> DIRECTIONS
Decide whether each statement agrees with the mailing-list post on setting fpw with SIGHUP, answering yes or no and quoting the deciding words of the post: (a) the newly attached patch differs from the earlier one only in a phrase in a comment; (b) Robert Haas says a value reported as changed by pg_ctl reload takes effect right away; (c) the message is addressed to Michael Paquier.

:: SUPPLIED PASSAGE ::

Re: Problem while setting the fpw with SIGHUP

From: Kyotaro HORIGUCHI <horiguchi(dot)kyotaro(at)lab(dot)ntt(dot)co(dot)jp>
To: amit(dot)kapila16(at)gmail(dot)com
Cc: michael(at)paquier(dot)xyz, robertmhaas(at)gmail(dot)com, hlinnaka(at)iki(dot)fi, dilipbalaut(at)gmail(dot)com, pgsql-hackers(at)postgresql(dot)org
Subject: Re: Problem while setting the fpw with SIGHUP
Date: 2018-04-13 08:34:31
Message-ID: 20180413.173431.121222756.horiguchi.kyotaro@lab.ntt.co.jp
Views: Raw Message | Whole Thread | Download mbox | Resend email
Thread:
Lists: pgsql-hackers

Sorry, the patch attached to the previous main is slightly
old. The attached is the correct one.

# They differ only in some phrase in a comment.

====
At Fri, 13 Apr 2018 17:28:40 +0900 (Tokyo Standard Time), Kyotaro HORIGUCHI <horiguchi(dot)kyotaro(at)lab(dot)ntt(dot)co(dot)jp> wrote in <20180413(dot)172840(dot)228724367(dot)horiguchi(dot)kyotaro(at)lab(dot)ntt(dot)co(dot)jp>
At Fri, 13 Apr 2018 13:47:51 +0900 (Tokyo Standard Time), Kyotaro HORIGUCHI <horiguchi(dot)kyotaro(at)lab(dot)ntt(dot)co(dot)jp> wrote in <20180413(dot)134751(dot)76149471(dot)horiguchi(dot)kyotaro(at)lab(dot)ntt(dot)co(dot)jp>
> At Fri, 13 Apr 2018 08:31:02 +0530, Amit Kapila <amit(dot)kapila16(at)gmail(dot)com> wrote in <CAA4eK1LVFpLf=d-7XmfwhLv7Xu53pU0bGU=wVrYWSRU4XSsyHQ(at)mail(dot)gmail(dot)com>
> > On Fri, Apr 13, 2018 at 6:59 AM, Michael Paquier <michael(at)paquier(dot)xyz> wrote:
> > > On Thu, Apr 12, 2018 at 02:55:53PM -0400, Robert Haas wrote:
> > >> I think it may actually be confusing. If you run pg_ctl reload and it
> > >> reports that the value has changed, you'll expect it to have taken
> > >> effect. But really, it will take effect at some later time.

:::
:: SUPPLIED MATERIAL ::

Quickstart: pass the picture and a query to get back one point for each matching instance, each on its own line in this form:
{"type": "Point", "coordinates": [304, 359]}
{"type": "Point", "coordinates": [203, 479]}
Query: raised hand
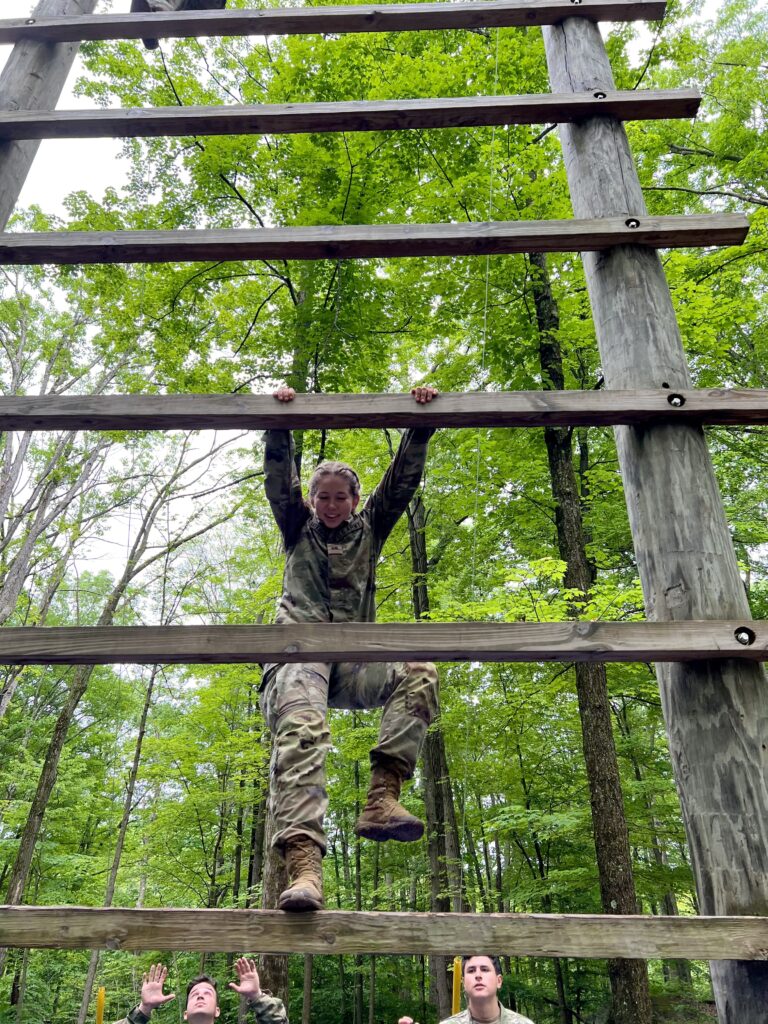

:::

> EXERCISE OUTPUT
(a) Yes: "They differ only in some phrase in a comment."
(b) No: "But really, it will take effect at some later time."
(c) No: "To: amit(dot)kapila16(at)gmail(dot)com"